EJERCICIOS PROPUESTOS:
1) Resume en una lista breve el párrafo del texto sobre Aureliano y Gibbon que empieza por "Pero dejemos eso, que me deprimo", sin perder sus datos principales.
2) En los registros, toma las líneas desde la que contiene "Mark every instance of the road" hasta la que contiene "<point>291,404</point>", ambas incluidas. Reprodúcelas sustituyendo "Target" por "Objeto" y sin cambiar nada más.

TEXTO DE LECTURA:

Pero dejemos eso, que me deprimo. El caso es que el emperador Aureliano sucedió en el año 270 a Claudio II el Gótico. Aureliano era un obseso de la disciplina. “Los castigos de Aureliano eran terribles, pero rara vez tuvo ocasión de castigar más de una vez la misma ofensa”. Según Gibbon, sus castigos causaron una “saludable consternación” en el ejército. “Las legiones sediciosas temieron a un jefe al que habían aprendido a obedecer y que era digno de mandar”. Pero Gibbon también pone el ejemplo: “Uno de los soldados había seducido a la esposa de su huésped. El desgraciado culpable fue atado entre dos árboles que se doblaron a la fuerza el uno hacia el otro y, mediante su repentina separación, sus miembros quedaron despedazados”.  Y uno, desde aquí, desde ahora, tiende instintivamente a censurar eso de la “saludable consternación” por mucho que Gibbon tire con frecuencia de ironía, que en este caso, por obra de la palabra “saludable”, pisa terrenos del sarcasmo cínico. Pero Gibbon no empleó la palabra ‘healthy’, saludable, sino ‘salutary’, que en inglés tiene el matiz de aquello que, pese a no gustar, provoca un efecto ejemplarizante, beneficioso (“a few such examples impressed a salutary consternation”). El agua del manantial es saludable, pero el alcohol sobre la herida es de aquellos remedios que curan porque duelen, o que duelen aunque curan. En este caso, si el traductor hubiera traducido por “una provechosa consternación”, o bien “una consternación que sirvió de escarmiento” habría traicionado la literalidad pero yo creo que se habría acercado más al sentido de ‘salutary’.

REGISTROS DEL EJERCICIO:
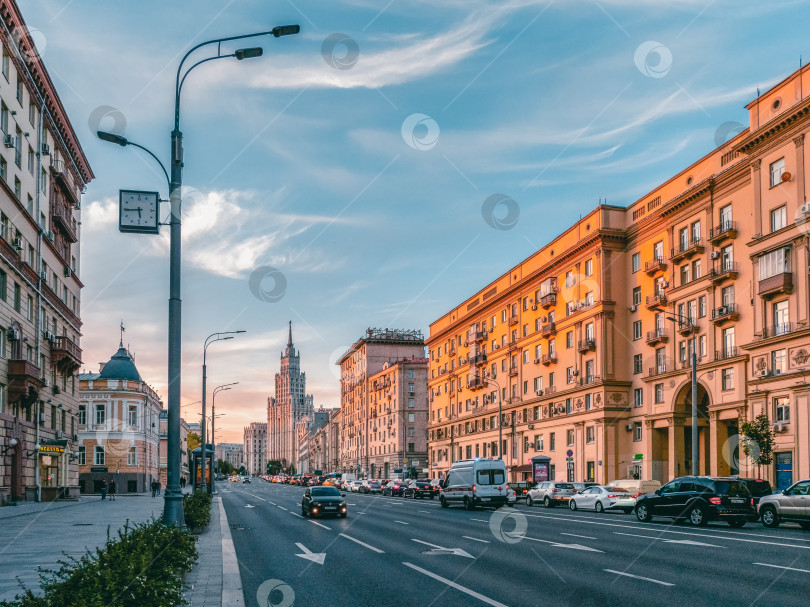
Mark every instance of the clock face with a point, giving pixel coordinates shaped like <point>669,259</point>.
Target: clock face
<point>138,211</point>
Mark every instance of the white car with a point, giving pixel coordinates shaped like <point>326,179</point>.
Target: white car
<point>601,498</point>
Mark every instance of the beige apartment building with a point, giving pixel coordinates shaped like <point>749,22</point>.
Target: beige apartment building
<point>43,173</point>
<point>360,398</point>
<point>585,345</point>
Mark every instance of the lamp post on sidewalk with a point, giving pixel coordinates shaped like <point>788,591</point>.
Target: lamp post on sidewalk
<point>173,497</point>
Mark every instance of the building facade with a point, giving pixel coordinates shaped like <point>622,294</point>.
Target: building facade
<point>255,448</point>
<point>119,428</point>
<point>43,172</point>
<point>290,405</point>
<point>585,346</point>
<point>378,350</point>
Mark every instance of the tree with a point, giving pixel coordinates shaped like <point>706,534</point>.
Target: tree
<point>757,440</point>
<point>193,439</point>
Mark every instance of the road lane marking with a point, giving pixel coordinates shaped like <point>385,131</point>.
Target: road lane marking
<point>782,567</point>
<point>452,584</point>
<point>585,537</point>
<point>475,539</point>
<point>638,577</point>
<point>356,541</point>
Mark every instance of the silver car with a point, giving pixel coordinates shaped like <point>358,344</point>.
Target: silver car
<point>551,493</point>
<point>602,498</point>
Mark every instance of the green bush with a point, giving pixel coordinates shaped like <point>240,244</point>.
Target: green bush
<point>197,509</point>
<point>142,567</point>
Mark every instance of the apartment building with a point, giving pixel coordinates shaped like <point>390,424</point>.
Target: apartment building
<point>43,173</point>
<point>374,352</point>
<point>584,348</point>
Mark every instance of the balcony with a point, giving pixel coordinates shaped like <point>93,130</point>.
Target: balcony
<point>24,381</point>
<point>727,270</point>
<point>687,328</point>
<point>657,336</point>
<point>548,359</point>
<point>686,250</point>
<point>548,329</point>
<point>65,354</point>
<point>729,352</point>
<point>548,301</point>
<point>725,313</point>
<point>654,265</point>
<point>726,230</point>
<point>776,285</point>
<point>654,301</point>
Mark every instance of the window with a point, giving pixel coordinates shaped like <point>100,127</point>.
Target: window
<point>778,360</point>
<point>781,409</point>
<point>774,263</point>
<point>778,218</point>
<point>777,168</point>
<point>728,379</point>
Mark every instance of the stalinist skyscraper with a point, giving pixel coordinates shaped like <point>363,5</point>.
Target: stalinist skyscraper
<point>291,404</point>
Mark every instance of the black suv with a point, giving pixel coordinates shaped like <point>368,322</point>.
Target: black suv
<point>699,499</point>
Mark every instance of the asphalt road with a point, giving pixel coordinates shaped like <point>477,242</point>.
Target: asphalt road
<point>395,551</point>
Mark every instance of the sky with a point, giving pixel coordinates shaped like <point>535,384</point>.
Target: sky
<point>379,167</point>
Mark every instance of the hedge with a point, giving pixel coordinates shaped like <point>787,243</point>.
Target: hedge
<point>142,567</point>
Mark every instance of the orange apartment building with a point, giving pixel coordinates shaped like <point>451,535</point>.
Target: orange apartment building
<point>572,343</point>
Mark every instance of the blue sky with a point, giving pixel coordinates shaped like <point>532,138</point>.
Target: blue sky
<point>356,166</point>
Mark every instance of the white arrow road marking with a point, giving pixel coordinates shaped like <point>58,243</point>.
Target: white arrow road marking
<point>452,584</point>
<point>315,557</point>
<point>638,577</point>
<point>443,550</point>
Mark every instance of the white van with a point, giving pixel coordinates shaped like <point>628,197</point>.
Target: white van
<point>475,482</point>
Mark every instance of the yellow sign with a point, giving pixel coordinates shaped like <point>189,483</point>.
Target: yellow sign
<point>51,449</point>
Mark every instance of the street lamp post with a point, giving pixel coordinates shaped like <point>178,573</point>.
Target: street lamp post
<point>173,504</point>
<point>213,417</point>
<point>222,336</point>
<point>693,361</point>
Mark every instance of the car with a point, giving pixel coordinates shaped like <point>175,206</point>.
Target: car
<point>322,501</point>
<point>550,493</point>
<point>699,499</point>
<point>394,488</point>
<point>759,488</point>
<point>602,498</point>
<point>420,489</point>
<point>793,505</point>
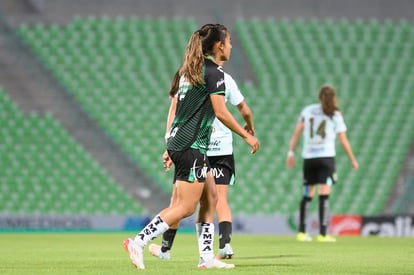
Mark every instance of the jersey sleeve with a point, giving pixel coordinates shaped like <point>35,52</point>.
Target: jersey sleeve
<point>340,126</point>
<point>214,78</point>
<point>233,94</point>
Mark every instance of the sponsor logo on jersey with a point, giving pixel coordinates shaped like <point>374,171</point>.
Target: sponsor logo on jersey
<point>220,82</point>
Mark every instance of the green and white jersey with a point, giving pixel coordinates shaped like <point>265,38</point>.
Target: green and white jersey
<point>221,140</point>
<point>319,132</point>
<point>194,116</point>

RESPUESTAS POR TAREA:
1)
- En el año 270, Aureliano sucedió a Claudio II el Gótico. Era un obseso de la disciplina.
- Según Gibbon, los castigos de Aureliano eran terribles. Causaron una "saludable consternación" en el ejército, y las legiones sediciosas aprendieron a temerlo y a obedecerlo.
- Gibbon da un ejemplo: un soldado sedujo a la esposa de su huésped. Lo ataron entre dos árboles doblados a la fuerza y, al separarse estos de golpe, quedó despedazado.
- Hoy se tiende a censurar la expresión "saludable consternación", que parece rozar el sarcasmo cínico.
- En realidad, Gibbon no escribió "healthy", sino "salutary". En inglés, esa palabra designa lo que, aunque desagrada, tiene un efecto ejemplarizante y beneficioso.
- Para quien escribe, traducirla por "una provechosa consternación" o por "una consternación que sirvió de escarmiento" habría sido menos literal, pero más fiel a su sentido.

2)
Mark every instance of the road lane marking with a point, giving pixel coordinates shaped like <point>385,131</point>.
Objeto: road lane marking
<point>782,567</point>
<point>452,584</point>
<point>585,537</point>
<point>475,539</point>
<point>638,577</point>
<point>356,541</point>
Mark every instance of the silver car with a point, giving pixel coordinates shaped like <point>358,344</point>.
Objeto: silver car
<point>551,493</point>
<point>602,498</point>
Mark every instance of the green bush with a point, giving pixel coordinates shaped like <point>240,244</point>.
Objeto: green bush
<point>197,509</point>
<point>142,567</point>
Mark every instance of the apartment building with a point, giving pixel coordinates shaped like <point>390,424</point>.
Objeto: apartment building
<point>43,173</point>
<point>374,352</point>
<point>584,348</point>
Mark every instance of the balcony with a point, giving pixel coordinates shaped like <point>93,130</point>.
Objeto: balcony
<point>24,381</point>
<point>727,270</point>
<point>687,328</point>
<point>657,336</point>
<point>548,359</point>
<point>686,250</point>
<point>548,329</point>
<point>65,354</point>
<point>729,352</point>
<point>548,301</point>
<point>725,313</point>
<point>654,265</point>
<point>726,230</point>
<point>776,285</point>
<point>654,301</point>
Mark every instance of the window with a point, giving pixel coordinates shaped like <point>100,127</point>.
Objeto: window
<point>778,360</point>
<point>781,409</point>
<point>774,263</point>
<point>778,218</point>
<point>777,168</point>
<point>728,379</point>
Mark every instance of the stalinist skyscraper with a point, giving pixel coordinates shaped like <point>363,5</point>.
Objeto: stalinist skyscraper
<point>291,404</point>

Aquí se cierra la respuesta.